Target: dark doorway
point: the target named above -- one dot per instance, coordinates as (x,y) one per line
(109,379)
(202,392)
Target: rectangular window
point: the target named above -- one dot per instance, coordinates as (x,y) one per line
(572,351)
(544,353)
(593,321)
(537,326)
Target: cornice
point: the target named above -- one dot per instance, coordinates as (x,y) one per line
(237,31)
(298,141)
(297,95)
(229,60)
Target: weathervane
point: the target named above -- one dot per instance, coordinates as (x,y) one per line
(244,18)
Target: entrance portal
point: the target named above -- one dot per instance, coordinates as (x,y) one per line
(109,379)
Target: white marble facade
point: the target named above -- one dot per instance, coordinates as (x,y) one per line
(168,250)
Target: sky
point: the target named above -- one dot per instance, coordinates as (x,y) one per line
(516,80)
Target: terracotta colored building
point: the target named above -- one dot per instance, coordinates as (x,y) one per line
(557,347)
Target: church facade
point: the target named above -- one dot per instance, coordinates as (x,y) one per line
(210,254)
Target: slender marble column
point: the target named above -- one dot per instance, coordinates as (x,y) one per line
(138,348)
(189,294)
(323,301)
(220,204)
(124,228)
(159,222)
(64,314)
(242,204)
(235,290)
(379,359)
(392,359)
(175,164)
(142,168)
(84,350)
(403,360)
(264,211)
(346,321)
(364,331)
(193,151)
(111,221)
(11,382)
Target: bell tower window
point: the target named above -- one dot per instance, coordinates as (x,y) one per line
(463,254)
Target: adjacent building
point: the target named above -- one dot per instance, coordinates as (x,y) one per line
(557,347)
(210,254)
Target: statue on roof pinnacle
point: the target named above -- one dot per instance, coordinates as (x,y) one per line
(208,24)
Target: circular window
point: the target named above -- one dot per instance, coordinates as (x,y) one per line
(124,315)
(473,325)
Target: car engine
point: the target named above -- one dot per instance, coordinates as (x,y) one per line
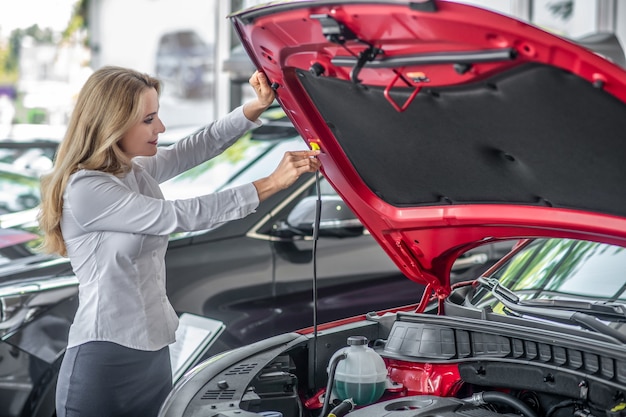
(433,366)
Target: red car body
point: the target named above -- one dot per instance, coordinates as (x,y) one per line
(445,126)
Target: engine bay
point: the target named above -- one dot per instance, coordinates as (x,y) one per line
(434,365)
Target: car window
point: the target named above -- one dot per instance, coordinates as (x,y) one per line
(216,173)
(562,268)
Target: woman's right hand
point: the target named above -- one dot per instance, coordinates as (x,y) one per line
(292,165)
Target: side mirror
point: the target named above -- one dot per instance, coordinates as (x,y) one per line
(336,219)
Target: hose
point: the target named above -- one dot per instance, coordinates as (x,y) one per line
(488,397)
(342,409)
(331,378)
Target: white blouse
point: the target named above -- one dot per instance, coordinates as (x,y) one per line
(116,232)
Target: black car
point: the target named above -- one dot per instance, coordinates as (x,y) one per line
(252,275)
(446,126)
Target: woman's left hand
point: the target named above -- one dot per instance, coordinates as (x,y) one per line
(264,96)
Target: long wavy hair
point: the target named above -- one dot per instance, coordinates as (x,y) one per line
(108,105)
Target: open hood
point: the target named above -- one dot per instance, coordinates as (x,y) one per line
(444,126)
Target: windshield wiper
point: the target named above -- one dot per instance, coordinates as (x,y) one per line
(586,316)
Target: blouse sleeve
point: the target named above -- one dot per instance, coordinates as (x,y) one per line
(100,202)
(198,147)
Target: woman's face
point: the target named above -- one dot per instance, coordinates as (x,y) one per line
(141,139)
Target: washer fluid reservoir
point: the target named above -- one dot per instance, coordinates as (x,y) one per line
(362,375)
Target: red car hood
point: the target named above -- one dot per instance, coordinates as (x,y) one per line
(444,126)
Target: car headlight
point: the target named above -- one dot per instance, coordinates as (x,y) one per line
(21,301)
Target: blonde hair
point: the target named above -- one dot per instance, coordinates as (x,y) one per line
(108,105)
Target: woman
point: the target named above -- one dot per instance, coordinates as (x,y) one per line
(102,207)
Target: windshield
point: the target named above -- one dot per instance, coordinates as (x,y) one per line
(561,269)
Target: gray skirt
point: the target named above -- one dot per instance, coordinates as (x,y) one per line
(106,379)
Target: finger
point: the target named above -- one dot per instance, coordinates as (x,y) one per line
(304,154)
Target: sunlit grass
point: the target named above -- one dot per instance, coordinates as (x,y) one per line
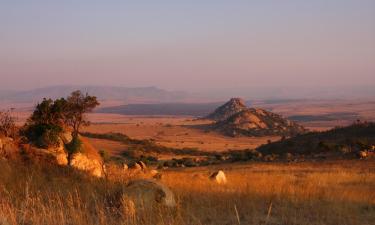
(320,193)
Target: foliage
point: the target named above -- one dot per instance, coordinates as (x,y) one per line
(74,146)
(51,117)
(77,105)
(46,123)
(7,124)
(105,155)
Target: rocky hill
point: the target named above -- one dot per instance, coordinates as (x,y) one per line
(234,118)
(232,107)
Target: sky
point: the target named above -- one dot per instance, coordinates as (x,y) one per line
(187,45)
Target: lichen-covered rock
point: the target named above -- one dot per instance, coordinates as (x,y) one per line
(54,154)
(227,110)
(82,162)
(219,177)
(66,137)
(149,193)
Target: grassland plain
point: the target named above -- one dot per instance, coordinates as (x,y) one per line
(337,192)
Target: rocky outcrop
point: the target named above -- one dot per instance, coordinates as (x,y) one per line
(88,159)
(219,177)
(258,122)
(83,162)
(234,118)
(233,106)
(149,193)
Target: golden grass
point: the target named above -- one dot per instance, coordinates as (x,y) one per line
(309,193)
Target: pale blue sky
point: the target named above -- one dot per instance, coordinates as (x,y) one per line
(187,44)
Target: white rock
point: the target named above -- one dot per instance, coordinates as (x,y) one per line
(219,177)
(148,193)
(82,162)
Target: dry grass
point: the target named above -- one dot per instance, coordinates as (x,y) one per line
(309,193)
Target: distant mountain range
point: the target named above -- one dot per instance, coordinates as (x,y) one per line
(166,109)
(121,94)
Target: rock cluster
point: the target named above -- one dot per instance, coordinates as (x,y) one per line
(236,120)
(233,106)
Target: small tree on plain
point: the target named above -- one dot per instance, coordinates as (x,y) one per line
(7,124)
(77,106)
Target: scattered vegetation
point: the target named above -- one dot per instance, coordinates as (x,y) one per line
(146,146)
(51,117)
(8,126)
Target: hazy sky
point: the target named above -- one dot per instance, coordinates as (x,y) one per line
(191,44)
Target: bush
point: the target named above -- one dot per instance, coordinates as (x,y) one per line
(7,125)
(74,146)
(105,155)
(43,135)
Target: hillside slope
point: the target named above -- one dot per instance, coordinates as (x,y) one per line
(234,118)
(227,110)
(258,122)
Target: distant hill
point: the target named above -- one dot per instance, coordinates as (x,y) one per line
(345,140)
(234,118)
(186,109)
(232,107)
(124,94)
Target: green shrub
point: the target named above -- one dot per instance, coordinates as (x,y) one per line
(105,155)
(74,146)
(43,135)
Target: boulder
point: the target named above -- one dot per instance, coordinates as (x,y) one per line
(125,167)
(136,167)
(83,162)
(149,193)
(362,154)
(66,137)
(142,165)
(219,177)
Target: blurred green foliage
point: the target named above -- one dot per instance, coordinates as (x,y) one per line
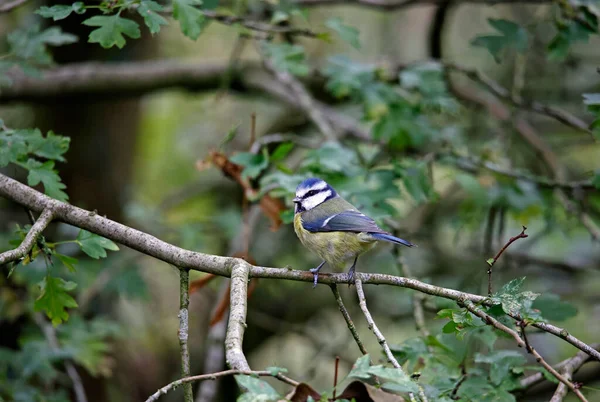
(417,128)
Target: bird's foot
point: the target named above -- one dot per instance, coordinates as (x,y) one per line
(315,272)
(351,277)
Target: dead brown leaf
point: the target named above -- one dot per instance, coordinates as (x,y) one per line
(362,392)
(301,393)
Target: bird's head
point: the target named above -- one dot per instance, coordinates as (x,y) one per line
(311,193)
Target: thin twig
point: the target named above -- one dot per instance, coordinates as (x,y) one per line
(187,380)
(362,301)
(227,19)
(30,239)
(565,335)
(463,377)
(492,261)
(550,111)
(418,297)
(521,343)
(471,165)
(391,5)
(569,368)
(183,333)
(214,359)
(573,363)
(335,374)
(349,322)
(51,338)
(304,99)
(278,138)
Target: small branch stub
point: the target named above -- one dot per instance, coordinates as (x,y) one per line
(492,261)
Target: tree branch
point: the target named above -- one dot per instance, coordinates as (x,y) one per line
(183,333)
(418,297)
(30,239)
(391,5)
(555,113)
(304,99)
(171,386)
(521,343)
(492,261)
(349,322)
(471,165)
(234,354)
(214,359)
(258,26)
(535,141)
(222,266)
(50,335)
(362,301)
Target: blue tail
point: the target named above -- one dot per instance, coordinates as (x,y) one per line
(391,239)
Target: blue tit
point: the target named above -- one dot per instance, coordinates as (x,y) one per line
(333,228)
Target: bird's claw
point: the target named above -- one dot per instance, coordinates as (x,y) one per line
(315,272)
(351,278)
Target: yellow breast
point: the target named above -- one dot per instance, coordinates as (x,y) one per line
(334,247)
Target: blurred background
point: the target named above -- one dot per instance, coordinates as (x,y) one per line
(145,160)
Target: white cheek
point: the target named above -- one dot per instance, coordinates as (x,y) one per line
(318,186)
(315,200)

* * *

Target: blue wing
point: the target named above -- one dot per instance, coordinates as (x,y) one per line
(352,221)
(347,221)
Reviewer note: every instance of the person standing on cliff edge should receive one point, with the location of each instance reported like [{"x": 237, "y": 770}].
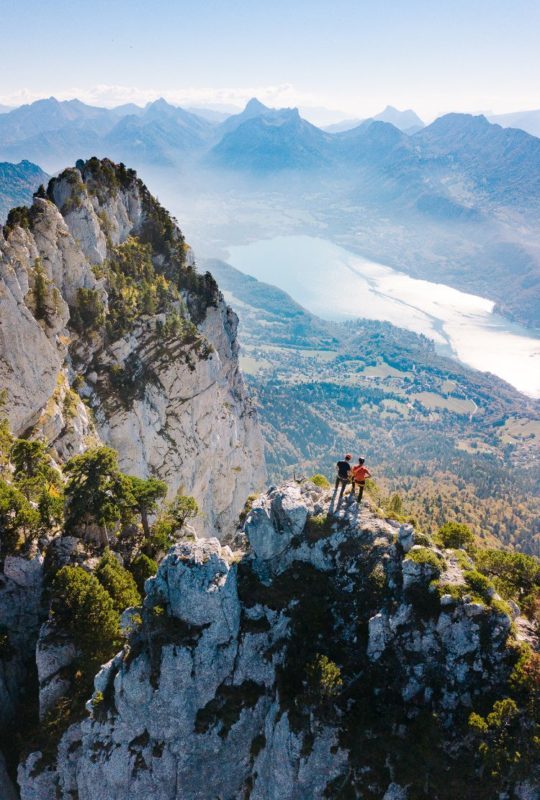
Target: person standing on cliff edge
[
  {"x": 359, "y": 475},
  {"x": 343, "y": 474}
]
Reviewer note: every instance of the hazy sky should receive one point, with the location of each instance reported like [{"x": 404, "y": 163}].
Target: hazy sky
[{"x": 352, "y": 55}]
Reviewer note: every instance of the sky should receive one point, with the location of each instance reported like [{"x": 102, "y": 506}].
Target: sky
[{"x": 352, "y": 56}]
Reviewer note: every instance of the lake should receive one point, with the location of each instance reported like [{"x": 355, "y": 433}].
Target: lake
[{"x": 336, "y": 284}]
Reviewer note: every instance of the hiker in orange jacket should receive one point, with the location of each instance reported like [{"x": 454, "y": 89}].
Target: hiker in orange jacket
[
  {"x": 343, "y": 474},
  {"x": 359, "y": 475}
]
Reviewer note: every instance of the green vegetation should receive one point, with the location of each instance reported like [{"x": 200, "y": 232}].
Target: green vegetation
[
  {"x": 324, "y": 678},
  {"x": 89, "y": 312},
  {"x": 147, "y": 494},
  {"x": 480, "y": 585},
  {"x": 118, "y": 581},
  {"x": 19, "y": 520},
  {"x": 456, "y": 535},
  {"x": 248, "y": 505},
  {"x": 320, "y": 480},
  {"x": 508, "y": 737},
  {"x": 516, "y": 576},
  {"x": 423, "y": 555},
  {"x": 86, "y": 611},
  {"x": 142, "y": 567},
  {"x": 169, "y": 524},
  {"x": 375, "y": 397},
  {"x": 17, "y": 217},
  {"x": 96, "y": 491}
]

→ **SHORT PROBLEM**:
Count the lines in the entries above that contain the word "plain", and reply with the number alone.

→ **WRITTEN ANSWER**:
2